— start —

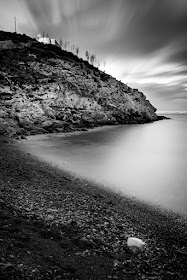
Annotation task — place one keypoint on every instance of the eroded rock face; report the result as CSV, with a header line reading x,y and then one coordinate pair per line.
x,y
44,89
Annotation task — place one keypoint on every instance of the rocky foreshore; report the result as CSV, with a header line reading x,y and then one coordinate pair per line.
x,y
54,225
44,89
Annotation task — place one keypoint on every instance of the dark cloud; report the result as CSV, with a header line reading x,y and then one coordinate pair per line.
x,y
143,41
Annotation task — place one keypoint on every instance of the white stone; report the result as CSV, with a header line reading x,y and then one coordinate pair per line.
x,y
135,245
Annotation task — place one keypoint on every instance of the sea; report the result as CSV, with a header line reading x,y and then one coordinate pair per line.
x,y
146,161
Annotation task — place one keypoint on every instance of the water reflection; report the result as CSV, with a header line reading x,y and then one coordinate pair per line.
x,y
146,161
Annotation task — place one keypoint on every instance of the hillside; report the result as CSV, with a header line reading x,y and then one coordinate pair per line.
x,y
44,89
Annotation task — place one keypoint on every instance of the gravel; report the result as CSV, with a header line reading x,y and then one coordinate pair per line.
x,y
54,225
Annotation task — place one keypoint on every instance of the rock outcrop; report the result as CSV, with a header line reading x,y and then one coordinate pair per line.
x,y
44,89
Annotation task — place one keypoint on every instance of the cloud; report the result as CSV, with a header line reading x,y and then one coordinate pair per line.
x,y
143,42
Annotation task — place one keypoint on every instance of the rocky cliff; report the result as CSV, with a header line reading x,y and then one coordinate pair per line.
x,y
44,89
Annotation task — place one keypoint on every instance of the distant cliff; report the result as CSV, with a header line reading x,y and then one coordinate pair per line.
x,y
44,89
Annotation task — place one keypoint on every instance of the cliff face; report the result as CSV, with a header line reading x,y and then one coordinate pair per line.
x,y
44,89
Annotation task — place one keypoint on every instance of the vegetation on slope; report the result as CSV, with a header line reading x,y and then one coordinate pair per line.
x,y
45,89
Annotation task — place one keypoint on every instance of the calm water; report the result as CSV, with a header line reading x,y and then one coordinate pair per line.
x,y
146,161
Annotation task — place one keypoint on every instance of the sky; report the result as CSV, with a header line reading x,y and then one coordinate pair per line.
x,y
143,42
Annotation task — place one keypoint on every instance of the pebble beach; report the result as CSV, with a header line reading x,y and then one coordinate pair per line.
x,y
54,225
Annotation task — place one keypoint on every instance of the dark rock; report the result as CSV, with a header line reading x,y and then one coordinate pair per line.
x,y
66,101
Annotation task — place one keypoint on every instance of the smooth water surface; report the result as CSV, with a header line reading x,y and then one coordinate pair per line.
x,y
147,161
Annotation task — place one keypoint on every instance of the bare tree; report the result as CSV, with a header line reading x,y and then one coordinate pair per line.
x,y
61,43
92,59
87,55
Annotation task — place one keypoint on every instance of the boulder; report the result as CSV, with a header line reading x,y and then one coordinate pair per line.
x,y
135,245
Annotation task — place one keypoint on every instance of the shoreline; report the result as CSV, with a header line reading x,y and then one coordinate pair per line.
x,y
82,225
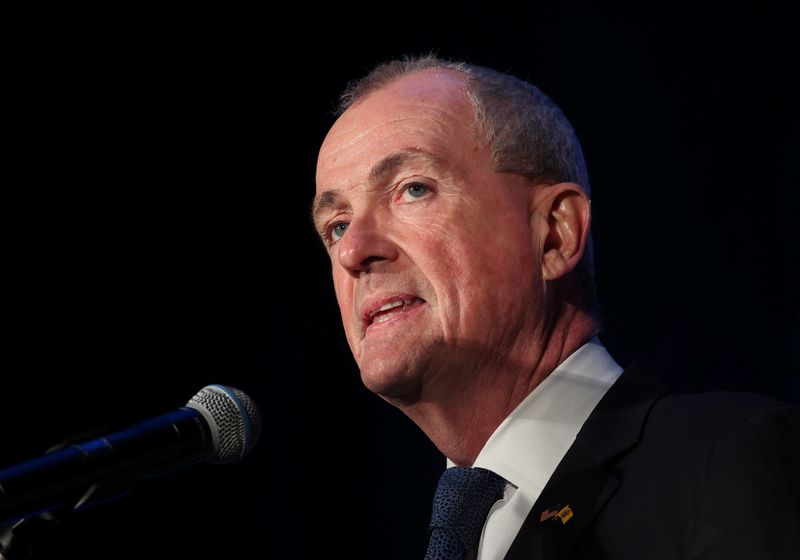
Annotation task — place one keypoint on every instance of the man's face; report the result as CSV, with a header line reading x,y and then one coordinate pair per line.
x,y
436,264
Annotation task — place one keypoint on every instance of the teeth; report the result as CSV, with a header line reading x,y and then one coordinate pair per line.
x,y
391,305
394,304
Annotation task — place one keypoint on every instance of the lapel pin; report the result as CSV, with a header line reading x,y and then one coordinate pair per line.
x,y
559,513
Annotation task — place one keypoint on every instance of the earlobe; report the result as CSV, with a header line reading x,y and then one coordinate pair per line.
x,y
568,215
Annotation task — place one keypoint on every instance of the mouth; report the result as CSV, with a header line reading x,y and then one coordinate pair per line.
x,y
389,309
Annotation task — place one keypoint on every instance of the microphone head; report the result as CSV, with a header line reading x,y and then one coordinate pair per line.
x,y
233,419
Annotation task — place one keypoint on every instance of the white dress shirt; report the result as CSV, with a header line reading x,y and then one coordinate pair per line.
x,y
527,447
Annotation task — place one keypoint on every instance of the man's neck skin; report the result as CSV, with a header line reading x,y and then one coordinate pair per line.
x,y
459,419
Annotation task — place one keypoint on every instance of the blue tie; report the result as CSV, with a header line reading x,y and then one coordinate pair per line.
x,y
461,503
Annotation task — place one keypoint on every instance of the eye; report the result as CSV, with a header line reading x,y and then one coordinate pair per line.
x,y
414,191
337,230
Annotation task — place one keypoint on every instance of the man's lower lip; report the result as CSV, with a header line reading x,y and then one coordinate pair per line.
x,y
406,312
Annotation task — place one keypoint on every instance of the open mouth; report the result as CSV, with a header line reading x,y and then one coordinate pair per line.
x,y
392,309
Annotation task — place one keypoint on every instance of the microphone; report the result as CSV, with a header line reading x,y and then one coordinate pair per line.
x,y
219,424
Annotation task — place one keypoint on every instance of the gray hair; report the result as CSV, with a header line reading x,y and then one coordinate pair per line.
x,y
527,133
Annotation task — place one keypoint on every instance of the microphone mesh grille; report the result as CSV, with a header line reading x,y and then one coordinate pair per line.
x,y
228,407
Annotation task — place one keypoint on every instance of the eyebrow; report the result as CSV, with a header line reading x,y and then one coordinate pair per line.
x,y
379,173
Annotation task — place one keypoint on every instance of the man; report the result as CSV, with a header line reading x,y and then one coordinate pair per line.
x,y
453,201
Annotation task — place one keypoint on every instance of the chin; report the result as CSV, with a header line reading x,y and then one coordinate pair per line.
x,y
396,385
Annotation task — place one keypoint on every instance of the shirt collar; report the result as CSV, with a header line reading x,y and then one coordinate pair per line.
x,y
528,445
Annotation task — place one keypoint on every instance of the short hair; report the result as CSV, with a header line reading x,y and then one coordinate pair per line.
x,y
527,133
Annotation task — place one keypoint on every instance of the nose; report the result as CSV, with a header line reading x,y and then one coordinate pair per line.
x,y
364,246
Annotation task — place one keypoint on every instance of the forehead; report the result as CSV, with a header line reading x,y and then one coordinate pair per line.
x,y
426,111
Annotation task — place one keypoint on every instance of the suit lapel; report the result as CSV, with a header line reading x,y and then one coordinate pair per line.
x,y
585,479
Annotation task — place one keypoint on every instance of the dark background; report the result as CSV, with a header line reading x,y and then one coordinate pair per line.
x,y
159,171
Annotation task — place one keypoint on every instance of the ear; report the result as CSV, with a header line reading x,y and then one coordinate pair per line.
x,y
563,211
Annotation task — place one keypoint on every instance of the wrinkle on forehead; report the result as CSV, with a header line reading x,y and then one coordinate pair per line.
x,y
428,109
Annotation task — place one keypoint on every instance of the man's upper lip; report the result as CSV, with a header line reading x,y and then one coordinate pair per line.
x,y
373,305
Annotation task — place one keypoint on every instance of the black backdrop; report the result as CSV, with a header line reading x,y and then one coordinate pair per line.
x,y
159,173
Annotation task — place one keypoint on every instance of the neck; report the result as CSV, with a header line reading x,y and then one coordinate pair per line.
x,y
460,417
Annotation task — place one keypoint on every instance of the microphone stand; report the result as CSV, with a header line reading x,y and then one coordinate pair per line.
x,y
24,538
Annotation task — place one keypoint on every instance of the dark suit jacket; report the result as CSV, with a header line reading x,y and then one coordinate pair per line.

— end —

Work required:
Swap "keypoint" for "marker" in the records from the line with "of the suit" through the end of the records, leaving all else unchanged. Reproduce only those lines.

Task result:
Annotation task — place one marker on every instance of the suit lapel; report the result as CSV, with a header line reading x,y and then one coordinate pair per line.
x,y
585,479
Annotation task — place one marker on every instance of the dark background; report the result as CSV, with a header line reading x,y and then one coordinate pair per line.
x,y
159,171
Annotation task — place one marker on every instance of the ear; report the result as CSV, with a header line reading x,y and then one coordinate pair per line.
x,y
563,211
Annotation task — place one marker on every instance of the wrinkle on forehead; report the result as CSV, with a header line reading x,y and then one coordinate pair per line.
x,y
428,109
Annotation task — place one marker on every instance of the man's upper lip; report the result as CSV, with a header line reading x,y and then one coordinate pair per line.
x,y
373,305
Annotation task — place one marker on every instance of the black backdrop; report the result as CSV, with a header line reading x,y and then one coordinate pair per line.
x,y
159,173
Annotation task — place one marker on every instance of the neck; report the result as CSV, with a header line reading x,y and then one coordinate pair per line.
x,y
460,417
Annotation task — place one marker on every instance of the microphone stand; report the result as CSV, with a header line reading x,y and then one coordinate pair per line.
x,y
24,538
Annotation task — place one marker on every instance of the dark suit jacket; report the result as CSV, with a header line reading x,y and then one coordinate pair per line.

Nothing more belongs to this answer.